Please output the entries below exactly as they are.
___ Supplied entries ___
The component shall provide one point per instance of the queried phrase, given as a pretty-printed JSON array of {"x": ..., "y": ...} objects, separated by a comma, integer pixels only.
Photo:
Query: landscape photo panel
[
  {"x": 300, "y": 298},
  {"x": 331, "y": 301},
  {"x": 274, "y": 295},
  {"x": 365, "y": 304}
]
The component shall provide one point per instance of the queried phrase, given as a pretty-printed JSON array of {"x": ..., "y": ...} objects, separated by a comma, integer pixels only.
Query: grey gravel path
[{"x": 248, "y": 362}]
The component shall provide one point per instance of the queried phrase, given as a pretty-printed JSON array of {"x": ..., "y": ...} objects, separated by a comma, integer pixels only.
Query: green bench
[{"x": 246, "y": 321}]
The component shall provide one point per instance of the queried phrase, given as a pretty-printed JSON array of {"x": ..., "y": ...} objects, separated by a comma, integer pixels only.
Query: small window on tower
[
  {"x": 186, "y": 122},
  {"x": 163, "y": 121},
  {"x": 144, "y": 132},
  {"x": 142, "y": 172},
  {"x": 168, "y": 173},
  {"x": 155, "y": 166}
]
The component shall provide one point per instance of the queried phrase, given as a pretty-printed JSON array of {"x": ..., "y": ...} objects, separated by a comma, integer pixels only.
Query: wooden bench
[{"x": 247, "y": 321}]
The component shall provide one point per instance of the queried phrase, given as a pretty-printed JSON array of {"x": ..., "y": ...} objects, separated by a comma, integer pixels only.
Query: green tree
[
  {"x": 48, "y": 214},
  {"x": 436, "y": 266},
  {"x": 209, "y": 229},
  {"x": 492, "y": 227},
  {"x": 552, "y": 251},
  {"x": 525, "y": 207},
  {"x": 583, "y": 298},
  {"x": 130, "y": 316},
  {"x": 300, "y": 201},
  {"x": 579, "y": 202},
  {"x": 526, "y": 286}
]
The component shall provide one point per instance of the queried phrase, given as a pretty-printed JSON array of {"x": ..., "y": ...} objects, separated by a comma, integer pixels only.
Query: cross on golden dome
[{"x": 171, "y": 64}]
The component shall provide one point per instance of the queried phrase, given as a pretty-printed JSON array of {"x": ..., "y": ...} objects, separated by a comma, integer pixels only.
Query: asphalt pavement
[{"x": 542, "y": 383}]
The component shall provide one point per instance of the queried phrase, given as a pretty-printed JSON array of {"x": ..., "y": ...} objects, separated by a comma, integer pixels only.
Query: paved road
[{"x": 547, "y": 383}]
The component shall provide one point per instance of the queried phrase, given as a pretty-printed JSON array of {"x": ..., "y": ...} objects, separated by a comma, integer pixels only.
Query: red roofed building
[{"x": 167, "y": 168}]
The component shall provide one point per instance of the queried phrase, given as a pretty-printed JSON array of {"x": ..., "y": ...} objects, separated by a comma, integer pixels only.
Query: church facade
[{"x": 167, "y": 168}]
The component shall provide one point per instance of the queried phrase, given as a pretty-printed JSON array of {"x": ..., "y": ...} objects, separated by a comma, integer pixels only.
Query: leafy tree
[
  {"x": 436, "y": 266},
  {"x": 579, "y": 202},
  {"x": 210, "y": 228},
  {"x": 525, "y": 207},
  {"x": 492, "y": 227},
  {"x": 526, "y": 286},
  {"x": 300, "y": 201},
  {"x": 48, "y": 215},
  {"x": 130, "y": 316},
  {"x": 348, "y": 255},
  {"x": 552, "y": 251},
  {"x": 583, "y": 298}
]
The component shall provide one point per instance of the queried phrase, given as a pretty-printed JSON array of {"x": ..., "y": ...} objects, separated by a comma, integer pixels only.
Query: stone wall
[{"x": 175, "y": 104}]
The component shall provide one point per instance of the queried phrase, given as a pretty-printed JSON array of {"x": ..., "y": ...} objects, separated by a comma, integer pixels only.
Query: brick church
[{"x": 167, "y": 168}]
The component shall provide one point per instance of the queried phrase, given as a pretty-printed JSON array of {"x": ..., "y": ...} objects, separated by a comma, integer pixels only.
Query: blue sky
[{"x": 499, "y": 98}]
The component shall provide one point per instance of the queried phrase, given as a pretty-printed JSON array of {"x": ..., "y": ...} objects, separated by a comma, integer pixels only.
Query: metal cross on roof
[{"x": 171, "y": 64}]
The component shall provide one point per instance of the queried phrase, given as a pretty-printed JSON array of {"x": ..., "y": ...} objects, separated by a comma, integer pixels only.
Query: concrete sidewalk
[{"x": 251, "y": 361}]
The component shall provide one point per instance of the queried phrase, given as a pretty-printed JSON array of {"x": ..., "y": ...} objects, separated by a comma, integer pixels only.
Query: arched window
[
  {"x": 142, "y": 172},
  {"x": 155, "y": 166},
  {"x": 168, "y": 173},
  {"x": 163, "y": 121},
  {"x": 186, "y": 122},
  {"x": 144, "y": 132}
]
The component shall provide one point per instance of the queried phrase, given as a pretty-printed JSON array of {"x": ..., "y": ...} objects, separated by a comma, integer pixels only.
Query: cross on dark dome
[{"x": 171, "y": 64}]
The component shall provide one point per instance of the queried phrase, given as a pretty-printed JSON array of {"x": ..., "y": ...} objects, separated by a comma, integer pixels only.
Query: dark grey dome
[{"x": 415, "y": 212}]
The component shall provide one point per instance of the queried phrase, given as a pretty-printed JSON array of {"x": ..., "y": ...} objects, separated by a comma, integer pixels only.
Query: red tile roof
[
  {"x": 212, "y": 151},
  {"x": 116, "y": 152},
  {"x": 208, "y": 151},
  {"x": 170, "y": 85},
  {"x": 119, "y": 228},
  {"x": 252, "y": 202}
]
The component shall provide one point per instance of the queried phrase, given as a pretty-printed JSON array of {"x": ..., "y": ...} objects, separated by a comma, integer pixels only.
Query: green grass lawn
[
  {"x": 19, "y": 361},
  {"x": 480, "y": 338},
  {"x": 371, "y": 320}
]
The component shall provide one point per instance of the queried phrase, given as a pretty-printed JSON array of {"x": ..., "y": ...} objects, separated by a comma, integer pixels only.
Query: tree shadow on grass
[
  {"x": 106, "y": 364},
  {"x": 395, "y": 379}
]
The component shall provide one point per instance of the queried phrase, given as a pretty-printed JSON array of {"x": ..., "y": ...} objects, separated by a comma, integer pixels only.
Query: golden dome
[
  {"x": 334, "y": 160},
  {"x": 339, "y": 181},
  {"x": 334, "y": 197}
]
___
- [Response for this exercise]:
The component shall provide one point per instance of the queried phrase, given as a pretty-printed JSON array of {"x": ..., "y": ...} objects, separated by a comma, integer pixels only.
Photo:
Query: landscape photo panel
[
  {"x": 300, "y": 298},
  {"x": 331, "y": 301},
  {"x": 274, "y": 295},
  {"x": 365, "y": 304}
]
The component shall provide one point per instance of the queried phrase, given as a pretty-printed JSON array of {"x": ..., "y": ...} objects, separated by a comma, integer pixels only.
Query: grey gravel path
[{"x": 248, "y": 362}]
The component shall provide one point per instance of the queried phrase, given as a pretty-printed JSON array of {"x": ..., "y": ...} objects, separated by a comma, integer pixels only.
Query: green bench
[{"x": 246, "y": 321}]
The component shall provide one point per instance of the queried phrase, given as a pretty-printed JSON array of {"x": ..., "y": ...} objects, separated by a comma, integer pixels only.
Query: small window on tower
[
  {"x": 186, "y": 122},
  {"x": 163, "y": 121},
  {"x": 144, "y": 132},
  {"x": 142, "y": 172},
  {"x": 168, "y": 173},
  {"x": 155, "y": 166}
]
The component shall provide one point per instance of the queried phrase, given as a pretty-printed JSON array of {"x": ..., "y": ...} objects, separated by a comma, integer pixels only.
Query: wooden bench
[{"x": 247, "y": 321}]
The component shall provide one point per instance of the queried phrase, given as a pretty-printed JSON array of {"x": ..., "y": ...} objects, separated by a comma, integer pixels only.
Query: green tree
[
  {"x": 48, "y": 214},
  {"x": 436, "y": 266},
  {"x": 209, "y": 229},
  {"x": 492, "y": 227},
  {"x": 552, "y": 251},
  {"x": 525, "y": 207},
  {"x": 583, "y": 298},
  {"x": 130, "y": 316},
  {"x": 300, "y": 201},
  {"x": 579, "y": 202},
  {"x": 526, "y": 286}
]
The component shall provide one point per instance of the queried phrase, given as a pretty-printed JSON array of {"x": ..., "y": ...} objects, separated by a comma, integer pixels only.
Query: cross on golden dome
[{"x": 171, "y": 64}]
The component shall provide one point per instance of the queried phrase, given as a pretty-printed JSON array of {"x": ..., "y": ...} objects, separated by a comma, integer pixels only.
Query: asphalt pavement
[{"x": 542, "y": 383}]
The component shall provide one point per instance of the queried phrase, given as a pretty-printed JSON array of {"x": ..., "y": ...} objects, separated by a comma, integer pixels only.
Query: paved road
[{"x": 547, "y": 383}]
The component shall provide one point per instance of the queried phrase, given as a pretty-printed JSON array of {"x": ..., "y": ...} objects, separated by a comma, integer pixels only.
Query: red roofed building
[{"x": 167, "y": 168}]
The component shall provide one point per instance of the queried phrase, given as a pretty-printed JSON array of {"x": ..., "y": ...} objects, separated by a comma, integer pixels only.
Query: church facade
[{"x": 167, "y": 168}]
The component shall provide one point per instance of the queried phrase, given as a pretty-printed JSON array of {"x": ..., "y": ...} objects, separated by a comma, integer pixels only.
Query: leafy tree
[
  {"x": 436, "y": 266},
  {"x": 579, "y": 202},
  {"x": 210, "y": 228},
  {"x": 525, "y": 207},
  {"x": 492, "y": 227},
  {"x": 526, "y": 286},
  {"x": 300, "y": 201},
  {"x": 48, "y": 215},
  {"x": 130, "y": 316},
  {"x": 348, "y": 255},
  {"x": 552, "y": 251},
  {"x": 583, "y": 298}
]
The component shall provide one point per instance of the queried phrase, given as a pretty-printed JSON array of {"x": ..., "y": ...} objects, separated by a comma, integer pixels only.
Query: stone wall
[{"x": 175, "y": 104}]
The component shall provide one point per instance of the queried phrase, given as a pretty-printed JSON array of {"x": ..., "y": ...} objects, separated by a comma, integer pixels only.
Query: brick church
[{"x": 167, "y": 168}]
The component shall provide one point per instance of the queried phrase, given as a pretty-printed JSON array of {"x": ..., "y": ...} objects, separated by a comma, integer pixels only.
Query: blue sky
[{"x": 499, "y": 98}]
The component shall provide one point per instance of the queried phrase, given as a pretty-printed JSON array of {"x": ..., "y": ...} objects, separated by a comma, integer pixels only.
Query: metal cross on roof
[{"x": 171, "y": 64}]
The component shall provide one point per instance of the queried phrase, given as a pretty-printed JSON array of {"x": ..., "y": ...} objects, separated by a comma, integer pixels only.
Query: concrete sidewalk
[{"x": 251, "y": 361}]
The component shall provide one point per instance of the queried phrase, given as a pretty-printed JSON array of {"x": ..., "y": ...} objects, separated by a comma, integer pixels only.
Query: arched window
[
  {"x": 142, "y": 172},
  {"x": 155, "y": 166},
  {"x": 168, "y": 173},
  {"x": 163, "y": 121},
  {"x": 186, "y": 122},
  {"x": 144, "y": 132}
]
The component shall provide one point per instance of the queried phrase, given as a pretty-printed JSON array of {"x": ..., "y": ...} objects, separated by a comma, integer pixels only.
Query: cross on dark dome
[{"x": 171, "y": 64}]
The component shall provide one point per instance of the queried phrase, given as a pretty-printed JSON array of {"x": ..., "y": ...} objects, separated by a comma, integer pixels only.
Query: dark grey dome
[{"x": 415, "y": 212}]
The component shall provide one point per instance of the queried phrase, given as a pretty-printed JSON array of {"x": ..., "y": ...} objects, separated by a comma, integer pixels only.
Query: red tile roof
[
  {"x": 212, "y": 151},
  {"x": 116, "y": 152},
  {"x": 208, "y": 151},
  {"x": 170, "y": 85},
  {"x": 119, "y": 228},
  {"x": 252, "y": 202}
]
The component shall provide one point per instance of the queried phrase, given as a pretty-printed JSON array of {"x": ..., "y": ...} objects, separated by a comma, integer pixels only.
Query: green grass lawn
[
  {"x": 19, "y": 361},
  {"x": 480, "y": 338},
  {"x": 371, "y": 320}
]
The component shall provide one point per instance of the queried phrase, given as a pretty-printed JSON array of {"x": ..., "y": ...} objects, separated by a comma, integer pixels only.
Query: tree shadow on grass
[
  {"x": 106, "y": 364},
  {"x": 395, "y": 379}
]
The component shall provide one point per instance of the queried phrase, given as a pretty-printed JSON array of {"x": ..., "y": ...} objects, separated by a comma, integer pixels only.
Query: golden dome
[
  {"x": 334, "y": 160},
  {"x": 339, "y": 181},
  {"x": 334, "y": 197}
]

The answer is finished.